:: Vorliegender Text ::
****************************************

Von Schneewittchen und Hitzewellen...

Donnerstag Nachdem die Hitzewelle in Italien aus meinen Pomodori Dörrtomaten und aus den Rosen Strohblumen gemacht hat, ist klar: ZURÜCK IN DEN COOLEN NORDEN!
Es gibt für Schwergewichtler nichts Angenehmeres als ein Sommer im Lande der dahinschmelzenden Gletscher.
Die Insel wird jetzt zum Jammertal. Da schwitzte ich mich durch die Nächte und tropfte schon um neun Uhr morgens wie die Niagarafälle. Nie ist mir die Schweiz lieber als zur Sommerszeit, wenn die Eidgenossen in den Süden pilgern, um dort ihrerseits die Nächte durchzuschwitzen.
UND NUN DIES! 33 Grad im Schatten empfangen mich. UND DAS KANN ICH SO WENIG GEBRAUCHEN WIE DER EISBÄR DIE NERZSTOLA!
Gut. Gut. Auf der Insel warens schon mal 47 Grad unter der Sonne. DAUERSOLARIUM quasi? das Wetter ist dort ein Dauerbrenner. Deshalb sehnt sich die abgekochte Seele ja auch nach der Schneekönigin und Eisblumen am Fenster.
Und dann EMPFÄNGT SIE 33 GRAD UNTER DEM APFELBAUM!
Wenn sich einer auf ein Gelato freut, ist der Glühwein wirklich nicht das Wahre, wenn ihr kapiert, was ich meine... na ja? ich war jedenfalls gefrustet, als die Eier auch hier auf dem Asphalt zu kochen begannen (bildlich).
Meinem Freund Innocent kann die Hitze nichts anhaben. Er läuft auch bei 60 Grad noch mit hochgeschlossenem Hemd und Rheuma-Leibwäsche unter der Wollhose rum. Das einzig Kühle, nach dem er sich sehnt, steht entkorkt im Eiskasten. Da kann ich lange jammern: «Bei dieser Hitze sollte man Temperiertes trinken. Nimm ein laues Lindenblütengebräu. Nicht umsonst nippen die Araber auch im Sommer am heissen Tee der Minze und...»

****************************************

:: Aufgabe A ::
Beantworte mit dem Text zur Hitzewelle:
(i) Wie warm ist es im Schatten bei der Rückkehr in den Norden?
(ii) Wie viel Grad wurden auf der Insel unter der Sonne schon einmal gemessen?
(iii) Was trägt Innocent unter der Wollhose?
:: Aufgabe B ::
Fasse den Text zur Hitzewelle in zwei Sätzen zusammen.

****************************************

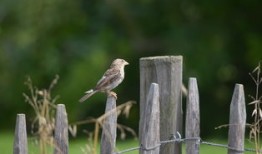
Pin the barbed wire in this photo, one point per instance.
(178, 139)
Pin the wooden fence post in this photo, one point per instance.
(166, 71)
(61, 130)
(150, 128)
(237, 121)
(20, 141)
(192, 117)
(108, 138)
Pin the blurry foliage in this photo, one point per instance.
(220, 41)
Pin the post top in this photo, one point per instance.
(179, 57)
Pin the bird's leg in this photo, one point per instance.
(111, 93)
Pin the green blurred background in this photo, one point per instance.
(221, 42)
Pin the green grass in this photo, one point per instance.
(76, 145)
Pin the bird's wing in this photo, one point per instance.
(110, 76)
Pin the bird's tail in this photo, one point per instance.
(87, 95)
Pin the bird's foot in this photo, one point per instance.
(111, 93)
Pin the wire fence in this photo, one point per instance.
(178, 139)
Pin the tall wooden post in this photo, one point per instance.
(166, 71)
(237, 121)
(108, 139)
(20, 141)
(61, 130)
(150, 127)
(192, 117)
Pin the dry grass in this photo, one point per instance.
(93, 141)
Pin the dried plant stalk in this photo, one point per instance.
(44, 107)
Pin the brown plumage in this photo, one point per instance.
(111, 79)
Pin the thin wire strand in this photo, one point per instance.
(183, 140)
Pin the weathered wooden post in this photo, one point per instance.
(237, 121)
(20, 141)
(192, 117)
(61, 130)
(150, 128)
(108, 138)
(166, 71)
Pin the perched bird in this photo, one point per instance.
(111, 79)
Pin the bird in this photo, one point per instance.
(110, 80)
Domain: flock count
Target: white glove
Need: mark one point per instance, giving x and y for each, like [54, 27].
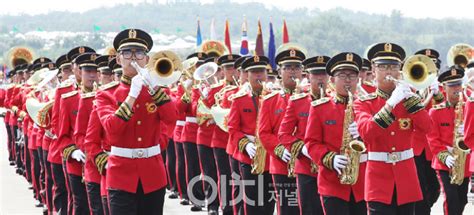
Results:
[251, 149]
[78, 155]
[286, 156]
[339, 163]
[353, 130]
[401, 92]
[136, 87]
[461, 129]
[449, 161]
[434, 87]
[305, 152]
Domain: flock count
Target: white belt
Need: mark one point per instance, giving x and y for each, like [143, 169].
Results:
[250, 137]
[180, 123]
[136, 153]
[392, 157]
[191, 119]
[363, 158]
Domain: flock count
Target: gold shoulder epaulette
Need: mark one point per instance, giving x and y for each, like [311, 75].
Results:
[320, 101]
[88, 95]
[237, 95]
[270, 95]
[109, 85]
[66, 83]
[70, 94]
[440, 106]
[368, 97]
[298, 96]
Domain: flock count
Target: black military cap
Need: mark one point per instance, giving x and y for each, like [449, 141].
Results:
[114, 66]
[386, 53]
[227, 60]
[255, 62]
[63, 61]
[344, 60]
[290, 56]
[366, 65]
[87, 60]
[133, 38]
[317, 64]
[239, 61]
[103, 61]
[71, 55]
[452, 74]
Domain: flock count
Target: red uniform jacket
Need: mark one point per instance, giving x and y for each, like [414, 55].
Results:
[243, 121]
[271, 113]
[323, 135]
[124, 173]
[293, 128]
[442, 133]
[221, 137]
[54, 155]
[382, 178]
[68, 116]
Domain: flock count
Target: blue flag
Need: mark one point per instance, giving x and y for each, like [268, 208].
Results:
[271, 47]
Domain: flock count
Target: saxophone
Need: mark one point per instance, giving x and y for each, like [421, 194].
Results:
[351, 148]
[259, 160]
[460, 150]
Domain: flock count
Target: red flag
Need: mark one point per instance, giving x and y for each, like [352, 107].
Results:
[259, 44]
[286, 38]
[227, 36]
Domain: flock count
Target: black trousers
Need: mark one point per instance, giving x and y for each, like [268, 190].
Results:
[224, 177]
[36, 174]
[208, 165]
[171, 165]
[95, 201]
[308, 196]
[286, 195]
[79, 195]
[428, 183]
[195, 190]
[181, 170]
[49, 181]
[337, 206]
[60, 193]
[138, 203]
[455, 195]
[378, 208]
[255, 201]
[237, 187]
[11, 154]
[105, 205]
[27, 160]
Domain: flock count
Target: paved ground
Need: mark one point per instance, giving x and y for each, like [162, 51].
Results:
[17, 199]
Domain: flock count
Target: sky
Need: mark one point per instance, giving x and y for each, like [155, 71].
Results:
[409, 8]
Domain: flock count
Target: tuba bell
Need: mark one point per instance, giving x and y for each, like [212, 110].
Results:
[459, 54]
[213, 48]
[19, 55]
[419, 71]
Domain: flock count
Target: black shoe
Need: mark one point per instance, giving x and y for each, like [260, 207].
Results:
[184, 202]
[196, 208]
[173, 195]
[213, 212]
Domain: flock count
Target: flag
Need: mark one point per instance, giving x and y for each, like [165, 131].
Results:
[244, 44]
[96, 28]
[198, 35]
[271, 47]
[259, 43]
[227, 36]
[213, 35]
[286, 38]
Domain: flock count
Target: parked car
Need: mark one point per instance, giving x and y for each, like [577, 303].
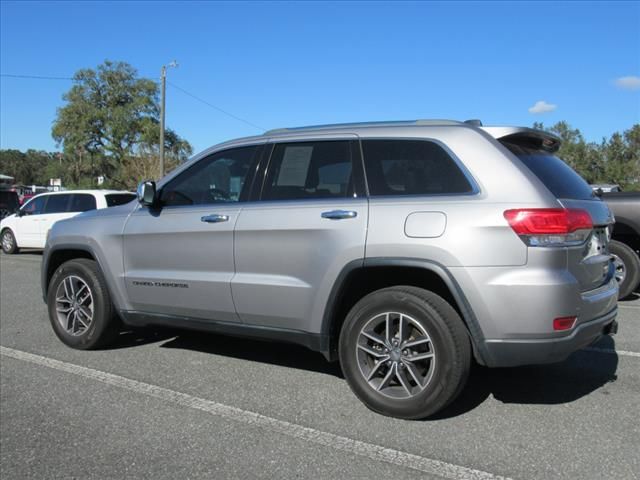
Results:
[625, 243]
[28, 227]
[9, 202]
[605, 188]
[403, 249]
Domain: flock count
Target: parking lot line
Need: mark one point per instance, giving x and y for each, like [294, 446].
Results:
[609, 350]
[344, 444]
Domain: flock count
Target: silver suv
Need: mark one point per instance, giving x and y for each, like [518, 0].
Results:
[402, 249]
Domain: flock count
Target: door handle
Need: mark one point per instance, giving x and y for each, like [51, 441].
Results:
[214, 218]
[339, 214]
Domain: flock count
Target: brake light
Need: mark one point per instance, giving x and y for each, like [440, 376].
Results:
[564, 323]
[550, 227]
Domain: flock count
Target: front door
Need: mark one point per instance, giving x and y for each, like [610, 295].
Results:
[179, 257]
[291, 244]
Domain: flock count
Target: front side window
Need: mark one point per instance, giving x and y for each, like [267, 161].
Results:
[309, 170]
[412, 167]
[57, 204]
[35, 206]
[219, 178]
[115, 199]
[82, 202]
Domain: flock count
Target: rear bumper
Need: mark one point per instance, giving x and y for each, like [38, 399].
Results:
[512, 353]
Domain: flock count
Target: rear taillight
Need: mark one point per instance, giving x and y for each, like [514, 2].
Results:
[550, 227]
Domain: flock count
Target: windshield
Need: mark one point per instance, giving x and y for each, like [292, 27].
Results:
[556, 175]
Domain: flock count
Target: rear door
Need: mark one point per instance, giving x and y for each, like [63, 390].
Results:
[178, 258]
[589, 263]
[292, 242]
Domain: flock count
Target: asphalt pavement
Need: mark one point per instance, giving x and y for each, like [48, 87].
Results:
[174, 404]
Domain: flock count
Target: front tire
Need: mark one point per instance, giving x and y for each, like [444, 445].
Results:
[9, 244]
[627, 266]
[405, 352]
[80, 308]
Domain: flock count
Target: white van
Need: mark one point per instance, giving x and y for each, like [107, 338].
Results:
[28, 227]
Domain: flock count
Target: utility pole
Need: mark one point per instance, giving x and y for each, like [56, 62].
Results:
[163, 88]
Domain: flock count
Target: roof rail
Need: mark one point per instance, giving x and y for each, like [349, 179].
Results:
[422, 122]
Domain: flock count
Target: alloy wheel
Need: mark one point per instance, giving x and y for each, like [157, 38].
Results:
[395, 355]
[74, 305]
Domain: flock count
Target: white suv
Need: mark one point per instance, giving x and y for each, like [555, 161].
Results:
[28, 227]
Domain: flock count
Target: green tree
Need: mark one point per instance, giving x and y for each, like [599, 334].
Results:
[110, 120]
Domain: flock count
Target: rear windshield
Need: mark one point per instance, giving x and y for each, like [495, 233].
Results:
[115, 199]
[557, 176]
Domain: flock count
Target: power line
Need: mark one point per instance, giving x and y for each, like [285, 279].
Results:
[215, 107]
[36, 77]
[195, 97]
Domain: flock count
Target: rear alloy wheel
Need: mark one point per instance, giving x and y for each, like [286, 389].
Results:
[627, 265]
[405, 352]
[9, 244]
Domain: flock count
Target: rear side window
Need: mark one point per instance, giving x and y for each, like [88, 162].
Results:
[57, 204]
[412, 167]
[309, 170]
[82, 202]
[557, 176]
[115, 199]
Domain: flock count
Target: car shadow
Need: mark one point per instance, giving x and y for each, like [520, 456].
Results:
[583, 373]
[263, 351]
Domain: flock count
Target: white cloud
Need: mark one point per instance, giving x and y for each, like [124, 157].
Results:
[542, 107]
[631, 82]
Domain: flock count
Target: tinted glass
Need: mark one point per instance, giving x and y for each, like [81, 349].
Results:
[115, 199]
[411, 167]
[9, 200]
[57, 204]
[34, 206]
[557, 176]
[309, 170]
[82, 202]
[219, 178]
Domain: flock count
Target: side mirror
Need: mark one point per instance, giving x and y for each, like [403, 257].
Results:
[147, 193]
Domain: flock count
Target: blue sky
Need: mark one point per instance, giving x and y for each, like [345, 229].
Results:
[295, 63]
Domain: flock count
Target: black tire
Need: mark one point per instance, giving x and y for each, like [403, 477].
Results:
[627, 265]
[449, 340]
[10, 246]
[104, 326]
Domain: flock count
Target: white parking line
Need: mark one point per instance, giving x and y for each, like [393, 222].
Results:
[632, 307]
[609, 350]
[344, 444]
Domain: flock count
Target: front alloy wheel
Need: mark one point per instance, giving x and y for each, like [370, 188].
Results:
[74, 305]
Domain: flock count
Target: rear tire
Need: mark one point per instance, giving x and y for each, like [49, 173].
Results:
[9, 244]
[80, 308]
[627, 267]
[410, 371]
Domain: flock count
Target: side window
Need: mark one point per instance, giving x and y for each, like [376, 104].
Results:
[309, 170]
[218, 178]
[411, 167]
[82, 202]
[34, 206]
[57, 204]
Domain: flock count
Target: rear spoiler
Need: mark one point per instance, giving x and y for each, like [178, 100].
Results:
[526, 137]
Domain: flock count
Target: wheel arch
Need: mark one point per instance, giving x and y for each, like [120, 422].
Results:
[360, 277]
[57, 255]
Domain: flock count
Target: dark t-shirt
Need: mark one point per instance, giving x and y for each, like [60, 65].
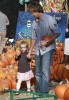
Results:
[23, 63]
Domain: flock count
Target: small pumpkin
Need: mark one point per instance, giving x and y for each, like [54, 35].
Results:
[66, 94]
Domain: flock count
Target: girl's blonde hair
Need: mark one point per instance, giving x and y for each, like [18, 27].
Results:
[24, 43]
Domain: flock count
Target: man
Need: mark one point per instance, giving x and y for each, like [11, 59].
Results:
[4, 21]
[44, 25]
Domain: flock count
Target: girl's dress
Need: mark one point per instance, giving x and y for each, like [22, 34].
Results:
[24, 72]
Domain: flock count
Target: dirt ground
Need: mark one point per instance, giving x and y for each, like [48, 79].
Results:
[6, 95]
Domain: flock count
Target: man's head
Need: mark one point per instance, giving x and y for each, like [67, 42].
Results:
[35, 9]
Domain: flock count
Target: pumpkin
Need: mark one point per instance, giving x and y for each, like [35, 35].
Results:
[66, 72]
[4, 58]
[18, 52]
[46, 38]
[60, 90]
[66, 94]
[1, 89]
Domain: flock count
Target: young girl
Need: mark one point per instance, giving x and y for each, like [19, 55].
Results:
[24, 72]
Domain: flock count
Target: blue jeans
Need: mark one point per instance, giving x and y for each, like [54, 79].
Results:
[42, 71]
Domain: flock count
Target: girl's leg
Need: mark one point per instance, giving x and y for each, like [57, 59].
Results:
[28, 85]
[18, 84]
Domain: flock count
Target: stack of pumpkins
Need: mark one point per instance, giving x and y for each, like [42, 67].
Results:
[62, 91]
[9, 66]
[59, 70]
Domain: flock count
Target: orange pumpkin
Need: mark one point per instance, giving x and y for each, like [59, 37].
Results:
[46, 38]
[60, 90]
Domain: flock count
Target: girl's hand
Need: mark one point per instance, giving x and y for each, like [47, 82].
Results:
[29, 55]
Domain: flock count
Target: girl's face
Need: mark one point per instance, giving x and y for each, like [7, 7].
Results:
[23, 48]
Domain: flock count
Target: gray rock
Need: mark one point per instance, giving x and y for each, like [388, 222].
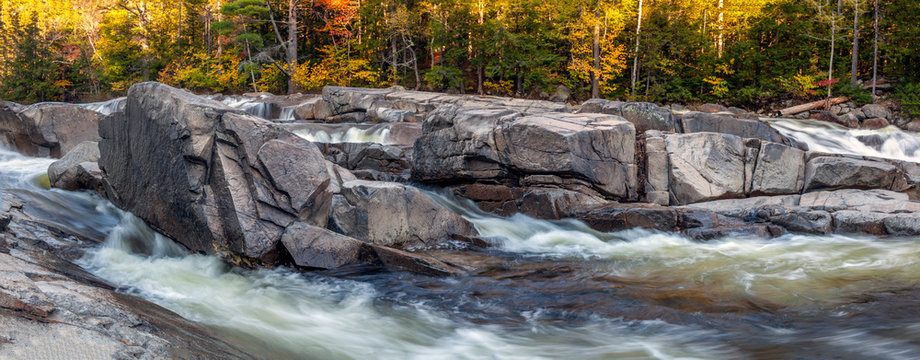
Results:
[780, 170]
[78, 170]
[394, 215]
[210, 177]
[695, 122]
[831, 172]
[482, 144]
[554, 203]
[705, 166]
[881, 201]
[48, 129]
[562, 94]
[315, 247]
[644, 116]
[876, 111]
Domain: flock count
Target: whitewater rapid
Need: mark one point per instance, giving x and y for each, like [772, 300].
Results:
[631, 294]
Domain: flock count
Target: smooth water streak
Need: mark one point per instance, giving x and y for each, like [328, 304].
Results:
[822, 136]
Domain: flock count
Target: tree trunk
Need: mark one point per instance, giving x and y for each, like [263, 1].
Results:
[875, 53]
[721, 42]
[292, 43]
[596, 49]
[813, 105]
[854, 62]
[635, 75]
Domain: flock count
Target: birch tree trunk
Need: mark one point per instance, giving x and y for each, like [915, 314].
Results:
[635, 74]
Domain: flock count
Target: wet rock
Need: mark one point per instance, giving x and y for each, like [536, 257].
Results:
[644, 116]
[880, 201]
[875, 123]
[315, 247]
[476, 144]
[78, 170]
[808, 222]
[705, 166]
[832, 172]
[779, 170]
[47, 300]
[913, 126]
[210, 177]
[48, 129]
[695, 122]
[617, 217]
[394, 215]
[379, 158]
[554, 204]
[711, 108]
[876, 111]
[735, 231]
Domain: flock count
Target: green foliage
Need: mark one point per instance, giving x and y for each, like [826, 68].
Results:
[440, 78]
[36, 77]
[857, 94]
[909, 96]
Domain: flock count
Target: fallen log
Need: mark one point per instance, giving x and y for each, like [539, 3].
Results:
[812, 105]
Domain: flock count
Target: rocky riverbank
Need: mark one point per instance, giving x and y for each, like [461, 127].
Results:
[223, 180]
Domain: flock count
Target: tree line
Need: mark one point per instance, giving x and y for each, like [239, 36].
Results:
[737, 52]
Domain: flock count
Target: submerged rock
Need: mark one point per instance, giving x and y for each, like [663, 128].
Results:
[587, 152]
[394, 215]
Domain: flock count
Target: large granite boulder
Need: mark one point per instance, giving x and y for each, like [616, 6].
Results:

****************************************

:: Vollständige Antwort A ::
(i) 33 Grad im Schatten.
(ii) 47 Grad.
(iii) Rheuma-Leibwäsche.

:: Vollständige Antwort B ::
Eine Hitzewelle in Italien hat die Tomaten zu Dörrtomaten und die Rosen zu Strohblumen gemacht, deshalb geht es zurück in den kühlen Norden. Dort herrschen aber ebenfalls 33 Grad im Schatten, während dem Freund Innocent die Hitze nichts ausmacht und er sich nur nach dem sehnt, was entkorkt im Eiskasten steht.